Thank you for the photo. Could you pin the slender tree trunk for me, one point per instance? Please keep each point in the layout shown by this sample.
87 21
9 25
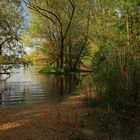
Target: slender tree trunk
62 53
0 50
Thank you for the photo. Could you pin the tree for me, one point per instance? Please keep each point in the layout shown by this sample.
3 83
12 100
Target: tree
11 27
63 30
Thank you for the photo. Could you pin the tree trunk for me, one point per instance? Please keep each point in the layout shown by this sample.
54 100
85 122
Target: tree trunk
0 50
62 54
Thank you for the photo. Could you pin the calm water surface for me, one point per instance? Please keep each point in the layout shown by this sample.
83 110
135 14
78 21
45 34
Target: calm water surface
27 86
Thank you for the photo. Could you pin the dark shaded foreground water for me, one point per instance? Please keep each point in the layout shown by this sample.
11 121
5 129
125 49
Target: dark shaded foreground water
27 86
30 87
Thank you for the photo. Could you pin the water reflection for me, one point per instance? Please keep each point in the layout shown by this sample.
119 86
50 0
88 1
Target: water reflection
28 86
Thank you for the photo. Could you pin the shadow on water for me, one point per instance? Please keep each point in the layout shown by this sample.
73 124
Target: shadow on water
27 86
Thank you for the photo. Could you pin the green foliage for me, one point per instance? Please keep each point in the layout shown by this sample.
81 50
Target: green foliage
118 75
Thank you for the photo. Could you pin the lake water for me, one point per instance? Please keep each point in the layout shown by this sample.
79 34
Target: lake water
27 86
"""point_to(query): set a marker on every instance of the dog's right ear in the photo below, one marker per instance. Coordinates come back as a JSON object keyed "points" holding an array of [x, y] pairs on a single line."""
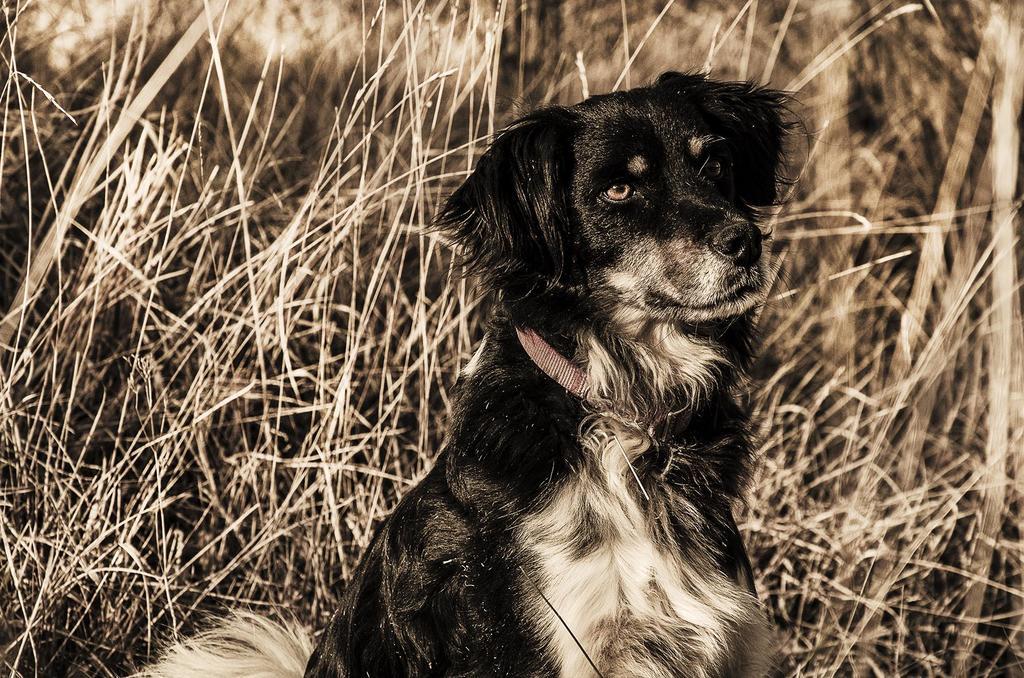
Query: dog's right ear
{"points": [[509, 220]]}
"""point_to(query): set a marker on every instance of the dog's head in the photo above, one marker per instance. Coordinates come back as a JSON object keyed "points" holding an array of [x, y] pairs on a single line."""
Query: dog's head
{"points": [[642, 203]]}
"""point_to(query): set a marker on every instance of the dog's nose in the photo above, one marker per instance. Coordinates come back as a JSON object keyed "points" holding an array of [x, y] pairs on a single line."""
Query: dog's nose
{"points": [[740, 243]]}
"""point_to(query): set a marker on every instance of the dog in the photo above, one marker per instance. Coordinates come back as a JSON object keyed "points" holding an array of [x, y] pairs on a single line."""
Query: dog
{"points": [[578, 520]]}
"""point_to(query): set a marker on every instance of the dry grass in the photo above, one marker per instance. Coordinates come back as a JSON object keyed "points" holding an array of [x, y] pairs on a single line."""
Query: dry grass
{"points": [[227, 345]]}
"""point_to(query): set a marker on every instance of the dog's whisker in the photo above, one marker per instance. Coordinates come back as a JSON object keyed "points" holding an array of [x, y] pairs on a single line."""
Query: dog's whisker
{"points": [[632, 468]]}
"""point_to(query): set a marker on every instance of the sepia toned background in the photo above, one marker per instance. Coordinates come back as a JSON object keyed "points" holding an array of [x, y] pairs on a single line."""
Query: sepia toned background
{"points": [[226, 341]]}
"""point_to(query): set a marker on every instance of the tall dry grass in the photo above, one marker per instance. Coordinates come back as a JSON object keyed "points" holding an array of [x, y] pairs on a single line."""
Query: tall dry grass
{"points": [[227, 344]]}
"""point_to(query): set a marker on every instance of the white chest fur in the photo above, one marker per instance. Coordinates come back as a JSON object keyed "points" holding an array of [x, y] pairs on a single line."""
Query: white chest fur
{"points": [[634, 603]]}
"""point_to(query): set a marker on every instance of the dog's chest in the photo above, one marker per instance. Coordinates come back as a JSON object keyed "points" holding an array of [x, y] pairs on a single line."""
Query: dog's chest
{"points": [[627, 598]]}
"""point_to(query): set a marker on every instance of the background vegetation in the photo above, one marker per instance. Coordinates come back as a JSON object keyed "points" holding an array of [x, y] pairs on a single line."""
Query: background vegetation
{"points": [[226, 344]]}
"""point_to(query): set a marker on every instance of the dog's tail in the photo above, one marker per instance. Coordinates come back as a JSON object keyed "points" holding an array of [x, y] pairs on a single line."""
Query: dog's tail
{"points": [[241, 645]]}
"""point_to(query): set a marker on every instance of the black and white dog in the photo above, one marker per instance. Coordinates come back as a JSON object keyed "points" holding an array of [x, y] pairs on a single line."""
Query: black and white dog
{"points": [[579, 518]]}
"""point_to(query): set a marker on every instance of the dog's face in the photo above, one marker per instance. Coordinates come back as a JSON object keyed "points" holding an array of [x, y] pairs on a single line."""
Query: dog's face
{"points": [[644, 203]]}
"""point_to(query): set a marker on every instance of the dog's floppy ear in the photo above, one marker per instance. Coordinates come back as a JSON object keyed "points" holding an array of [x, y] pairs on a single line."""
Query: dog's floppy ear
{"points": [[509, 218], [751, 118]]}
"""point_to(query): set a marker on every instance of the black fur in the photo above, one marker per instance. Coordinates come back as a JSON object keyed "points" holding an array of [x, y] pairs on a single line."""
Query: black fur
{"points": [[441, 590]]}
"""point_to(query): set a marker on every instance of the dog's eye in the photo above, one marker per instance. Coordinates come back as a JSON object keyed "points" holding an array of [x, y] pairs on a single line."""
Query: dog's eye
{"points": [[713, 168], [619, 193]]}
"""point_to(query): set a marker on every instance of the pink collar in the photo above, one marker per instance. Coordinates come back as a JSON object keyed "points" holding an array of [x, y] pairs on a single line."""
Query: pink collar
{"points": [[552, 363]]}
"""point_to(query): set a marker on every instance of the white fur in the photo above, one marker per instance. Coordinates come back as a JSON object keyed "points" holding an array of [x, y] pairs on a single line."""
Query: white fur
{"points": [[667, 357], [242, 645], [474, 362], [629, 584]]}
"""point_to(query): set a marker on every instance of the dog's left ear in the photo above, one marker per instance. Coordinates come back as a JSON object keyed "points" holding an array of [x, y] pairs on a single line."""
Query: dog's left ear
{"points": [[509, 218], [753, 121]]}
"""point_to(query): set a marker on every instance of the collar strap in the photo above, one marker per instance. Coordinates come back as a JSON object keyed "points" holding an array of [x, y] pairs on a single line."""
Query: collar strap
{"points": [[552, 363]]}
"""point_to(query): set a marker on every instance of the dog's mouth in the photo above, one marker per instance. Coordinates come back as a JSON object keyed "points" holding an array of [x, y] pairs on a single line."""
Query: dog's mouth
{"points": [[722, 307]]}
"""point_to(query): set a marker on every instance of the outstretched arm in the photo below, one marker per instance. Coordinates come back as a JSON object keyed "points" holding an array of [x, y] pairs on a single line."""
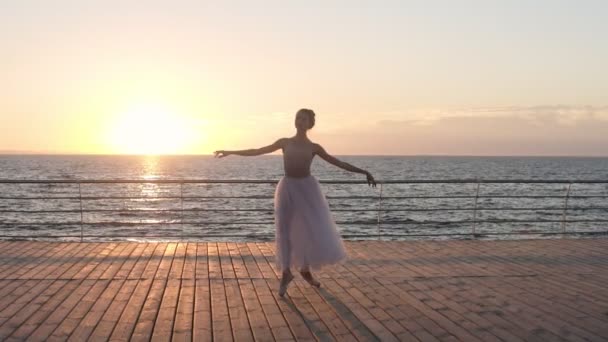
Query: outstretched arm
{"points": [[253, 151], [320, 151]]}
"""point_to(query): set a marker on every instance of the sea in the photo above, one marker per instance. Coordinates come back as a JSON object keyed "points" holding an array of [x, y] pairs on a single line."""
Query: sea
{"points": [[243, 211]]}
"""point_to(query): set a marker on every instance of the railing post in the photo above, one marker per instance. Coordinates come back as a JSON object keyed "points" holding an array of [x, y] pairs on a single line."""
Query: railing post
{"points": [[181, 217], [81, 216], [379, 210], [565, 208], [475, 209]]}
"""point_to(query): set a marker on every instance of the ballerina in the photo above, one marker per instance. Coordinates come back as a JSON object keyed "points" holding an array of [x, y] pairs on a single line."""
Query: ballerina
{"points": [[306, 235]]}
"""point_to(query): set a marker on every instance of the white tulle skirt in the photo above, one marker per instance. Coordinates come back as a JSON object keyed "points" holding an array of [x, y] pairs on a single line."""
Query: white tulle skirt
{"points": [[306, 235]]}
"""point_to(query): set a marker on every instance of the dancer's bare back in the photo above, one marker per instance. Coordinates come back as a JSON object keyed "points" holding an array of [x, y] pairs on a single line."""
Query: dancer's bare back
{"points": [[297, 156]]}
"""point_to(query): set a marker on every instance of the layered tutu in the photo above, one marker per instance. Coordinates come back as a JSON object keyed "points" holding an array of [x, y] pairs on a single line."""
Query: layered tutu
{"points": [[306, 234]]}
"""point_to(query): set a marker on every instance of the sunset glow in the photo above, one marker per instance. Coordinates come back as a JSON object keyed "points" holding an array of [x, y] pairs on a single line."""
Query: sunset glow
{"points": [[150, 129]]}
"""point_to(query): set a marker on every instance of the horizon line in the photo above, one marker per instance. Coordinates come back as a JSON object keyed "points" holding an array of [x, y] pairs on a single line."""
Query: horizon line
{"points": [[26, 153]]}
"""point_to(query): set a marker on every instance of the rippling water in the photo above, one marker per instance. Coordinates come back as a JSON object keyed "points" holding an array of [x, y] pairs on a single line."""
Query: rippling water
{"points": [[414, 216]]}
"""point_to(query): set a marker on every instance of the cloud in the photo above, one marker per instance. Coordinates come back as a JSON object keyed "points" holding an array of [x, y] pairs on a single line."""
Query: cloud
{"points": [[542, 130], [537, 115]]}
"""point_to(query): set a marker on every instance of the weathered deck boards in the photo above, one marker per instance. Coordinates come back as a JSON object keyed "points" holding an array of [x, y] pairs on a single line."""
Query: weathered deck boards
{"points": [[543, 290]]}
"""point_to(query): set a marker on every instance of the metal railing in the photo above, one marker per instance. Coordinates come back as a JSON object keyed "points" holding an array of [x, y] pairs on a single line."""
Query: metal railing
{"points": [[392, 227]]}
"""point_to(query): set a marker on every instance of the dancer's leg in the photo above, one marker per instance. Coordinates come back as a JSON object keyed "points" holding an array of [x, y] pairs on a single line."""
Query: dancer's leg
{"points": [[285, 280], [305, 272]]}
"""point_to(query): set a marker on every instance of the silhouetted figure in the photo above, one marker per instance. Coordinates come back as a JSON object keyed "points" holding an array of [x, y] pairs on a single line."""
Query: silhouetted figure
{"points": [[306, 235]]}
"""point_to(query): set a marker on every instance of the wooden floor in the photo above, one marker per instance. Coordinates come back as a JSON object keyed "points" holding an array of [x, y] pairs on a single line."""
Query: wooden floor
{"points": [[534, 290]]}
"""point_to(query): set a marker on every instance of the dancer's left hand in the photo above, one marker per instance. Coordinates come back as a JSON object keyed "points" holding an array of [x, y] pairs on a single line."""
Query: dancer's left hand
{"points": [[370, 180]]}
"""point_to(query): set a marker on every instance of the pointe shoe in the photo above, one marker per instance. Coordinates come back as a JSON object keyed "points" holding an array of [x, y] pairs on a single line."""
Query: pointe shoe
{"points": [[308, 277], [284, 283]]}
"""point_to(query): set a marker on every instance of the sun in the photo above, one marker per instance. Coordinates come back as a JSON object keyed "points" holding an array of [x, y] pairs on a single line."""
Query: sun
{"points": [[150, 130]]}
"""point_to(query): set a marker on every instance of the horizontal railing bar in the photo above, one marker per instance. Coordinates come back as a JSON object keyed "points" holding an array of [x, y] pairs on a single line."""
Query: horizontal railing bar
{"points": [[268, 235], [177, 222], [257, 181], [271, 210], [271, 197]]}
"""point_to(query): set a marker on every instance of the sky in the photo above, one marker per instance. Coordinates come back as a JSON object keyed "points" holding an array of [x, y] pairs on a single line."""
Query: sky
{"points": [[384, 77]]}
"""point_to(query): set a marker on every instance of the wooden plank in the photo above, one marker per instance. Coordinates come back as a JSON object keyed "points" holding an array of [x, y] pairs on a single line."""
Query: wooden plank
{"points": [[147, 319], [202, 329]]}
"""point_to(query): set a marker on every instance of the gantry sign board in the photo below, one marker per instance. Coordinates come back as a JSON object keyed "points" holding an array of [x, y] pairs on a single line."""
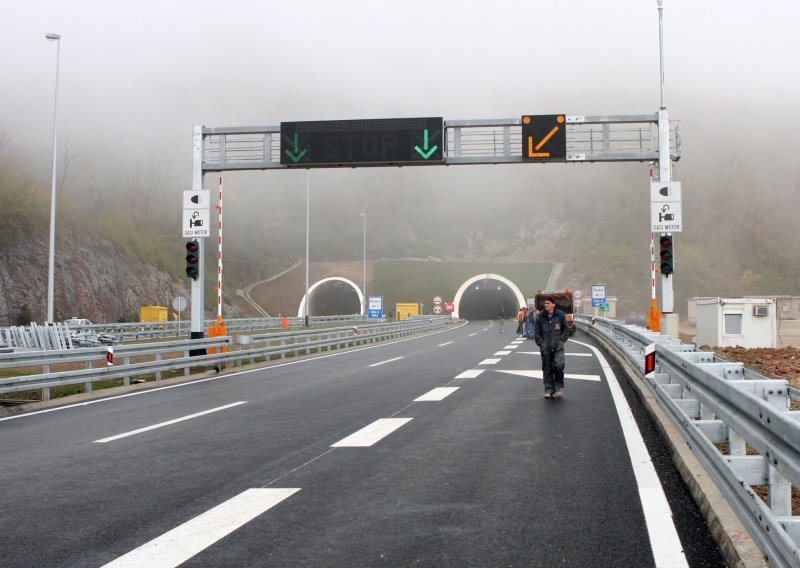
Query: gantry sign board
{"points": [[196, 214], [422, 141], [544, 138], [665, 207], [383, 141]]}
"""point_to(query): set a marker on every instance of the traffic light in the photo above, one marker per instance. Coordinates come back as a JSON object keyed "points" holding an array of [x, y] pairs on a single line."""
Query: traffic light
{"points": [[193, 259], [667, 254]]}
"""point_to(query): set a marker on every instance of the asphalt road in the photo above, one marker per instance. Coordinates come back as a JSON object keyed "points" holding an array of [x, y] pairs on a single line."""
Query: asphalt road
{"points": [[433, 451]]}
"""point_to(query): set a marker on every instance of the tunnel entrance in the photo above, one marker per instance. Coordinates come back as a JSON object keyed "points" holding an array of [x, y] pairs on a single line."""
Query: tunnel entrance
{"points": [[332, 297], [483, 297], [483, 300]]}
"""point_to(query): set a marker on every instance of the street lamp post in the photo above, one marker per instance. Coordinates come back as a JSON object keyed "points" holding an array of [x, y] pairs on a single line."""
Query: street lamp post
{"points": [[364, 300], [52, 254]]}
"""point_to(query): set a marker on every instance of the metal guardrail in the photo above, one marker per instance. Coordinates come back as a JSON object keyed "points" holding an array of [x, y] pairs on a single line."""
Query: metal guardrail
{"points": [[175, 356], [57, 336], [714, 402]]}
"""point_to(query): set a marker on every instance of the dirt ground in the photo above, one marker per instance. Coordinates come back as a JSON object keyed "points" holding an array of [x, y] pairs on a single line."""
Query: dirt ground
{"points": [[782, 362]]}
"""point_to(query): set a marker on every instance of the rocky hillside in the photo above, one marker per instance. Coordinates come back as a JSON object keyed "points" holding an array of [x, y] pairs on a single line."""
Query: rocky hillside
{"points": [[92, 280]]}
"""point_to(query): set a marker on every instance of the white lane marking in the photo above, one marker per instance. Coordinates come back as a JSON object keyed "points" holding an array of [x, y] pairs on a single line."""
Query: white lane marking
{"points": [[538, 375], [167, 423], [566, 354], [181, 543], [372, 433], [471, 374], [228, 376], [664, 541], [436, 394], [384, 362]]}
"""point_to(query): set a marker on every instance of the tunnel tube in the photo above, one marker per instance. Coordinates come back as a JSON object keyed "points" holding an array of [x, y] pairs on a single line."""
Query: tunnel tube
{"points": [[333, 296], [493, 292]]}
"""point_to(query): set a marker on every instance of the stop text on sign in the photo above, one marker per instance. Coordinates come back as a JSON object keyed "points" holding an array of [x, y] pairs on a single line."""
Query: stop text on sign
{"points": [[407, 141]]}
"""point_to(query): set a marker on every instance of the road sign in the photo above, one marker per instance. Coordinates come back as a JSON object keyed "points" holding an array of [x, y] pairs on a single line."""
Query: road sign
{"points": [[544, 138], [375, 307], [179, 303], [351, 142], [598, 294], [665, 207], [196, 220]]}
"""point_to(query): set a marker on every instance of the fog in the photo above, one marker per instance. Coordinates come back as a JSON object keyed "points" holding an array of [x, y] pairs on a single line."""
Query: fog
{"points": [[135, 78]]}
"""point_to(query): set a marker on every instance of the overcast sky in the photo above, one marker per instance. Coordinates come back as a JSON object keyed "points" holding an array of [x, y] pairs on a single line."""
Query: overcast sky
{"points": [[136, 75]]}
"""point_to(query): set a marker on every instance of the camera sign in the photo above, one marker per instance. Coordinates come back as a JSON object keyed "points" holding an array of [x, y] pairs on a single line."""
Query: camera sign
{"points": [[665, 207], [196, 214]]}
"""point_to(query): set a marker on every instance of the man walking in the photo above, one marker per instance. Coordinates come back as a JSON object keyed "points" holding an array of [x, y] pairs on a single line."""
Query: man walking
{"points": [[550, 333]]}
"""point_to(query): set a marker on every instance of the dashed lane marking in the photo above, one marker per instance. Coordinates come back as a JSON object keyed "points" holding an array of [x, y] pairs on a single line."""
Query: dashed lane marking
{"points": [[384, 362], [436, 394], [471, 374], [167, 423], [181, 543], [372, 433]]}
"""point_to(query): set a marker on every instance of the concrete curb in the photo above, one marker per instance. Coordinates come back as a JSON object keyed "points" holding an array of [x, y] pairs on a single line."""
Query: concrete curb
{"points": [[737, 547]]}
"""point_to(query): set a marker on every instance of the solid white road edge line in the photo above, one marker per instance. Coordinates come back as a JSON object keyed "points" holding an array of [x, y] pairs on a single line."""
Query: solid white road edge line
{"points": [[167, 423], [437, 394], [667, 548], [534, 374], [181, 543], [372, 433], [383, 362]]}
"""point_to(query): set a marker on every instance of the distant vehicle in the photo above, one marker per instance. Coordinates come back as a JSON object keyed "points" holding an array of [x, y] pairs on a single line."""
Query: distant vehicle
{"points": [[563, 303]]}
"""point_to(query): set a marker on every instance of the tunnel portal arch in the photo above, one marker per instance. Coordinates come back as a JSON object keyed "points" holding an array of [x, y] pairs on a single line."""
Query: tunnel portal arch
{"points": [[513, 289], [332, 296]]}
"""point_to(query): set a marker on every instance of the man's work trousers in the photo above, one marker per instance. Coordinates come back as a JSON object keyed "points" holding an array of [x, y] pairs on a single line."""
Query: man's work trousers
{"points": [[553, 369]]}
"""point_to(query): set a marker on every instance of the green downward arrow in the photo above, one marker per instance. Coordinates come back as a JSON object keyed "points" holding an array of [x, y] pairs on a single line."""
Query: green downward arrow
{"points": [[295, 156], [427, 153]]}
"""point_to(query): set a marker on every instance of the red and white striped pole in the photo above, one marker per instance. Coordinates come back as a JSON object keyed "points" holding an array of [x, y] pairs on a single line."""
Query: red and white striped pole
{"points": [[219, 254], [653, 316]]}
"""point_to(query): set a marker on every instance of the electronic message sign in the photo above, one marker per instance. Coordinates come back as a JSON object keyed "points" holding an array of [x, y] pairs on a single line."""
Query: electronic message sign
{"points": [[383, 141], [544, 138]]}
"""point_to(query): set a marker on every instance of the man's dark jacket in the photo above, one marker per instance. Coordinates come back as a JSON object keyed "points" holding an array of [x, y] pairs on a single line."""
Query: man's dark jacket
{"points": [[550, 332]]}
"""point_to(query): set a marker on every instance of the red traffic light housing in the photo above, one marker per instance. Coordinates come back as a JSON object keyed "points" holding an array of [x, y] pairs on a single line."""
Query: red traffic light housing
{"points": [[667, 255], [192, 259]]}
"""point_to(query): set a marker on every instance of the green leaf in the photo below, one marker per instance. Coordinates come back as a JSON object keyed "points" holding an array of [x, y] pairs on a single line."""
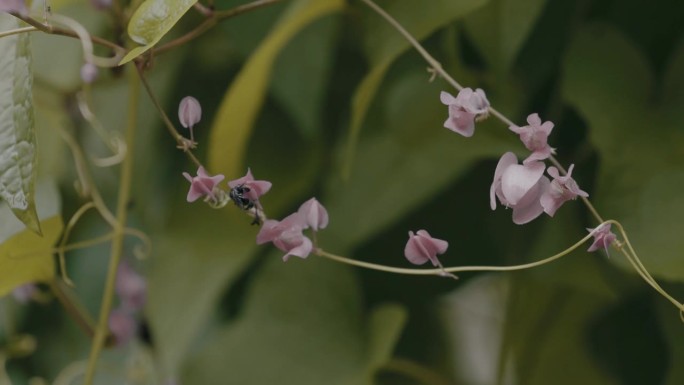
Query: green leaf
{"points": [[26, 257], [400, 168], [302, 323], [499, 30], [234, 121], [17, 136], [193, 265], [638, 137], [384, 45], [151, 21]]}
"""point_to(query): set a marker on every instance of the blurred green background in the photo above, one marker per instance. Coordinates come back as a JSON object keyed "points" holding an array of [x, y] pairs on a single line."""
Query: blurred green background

## Stated task
Copy out word for word the stretch of the records from the line containing "of the blurred" through the end of the records.

## Output for this task
"""point_to(query): set a marker on every instance of the blurred green background in the photo above, one marker per instance. Coordinates come back as a JSON object keyed "points" holding an array of [x, y] pairs on a single line."""
Query: blurred green background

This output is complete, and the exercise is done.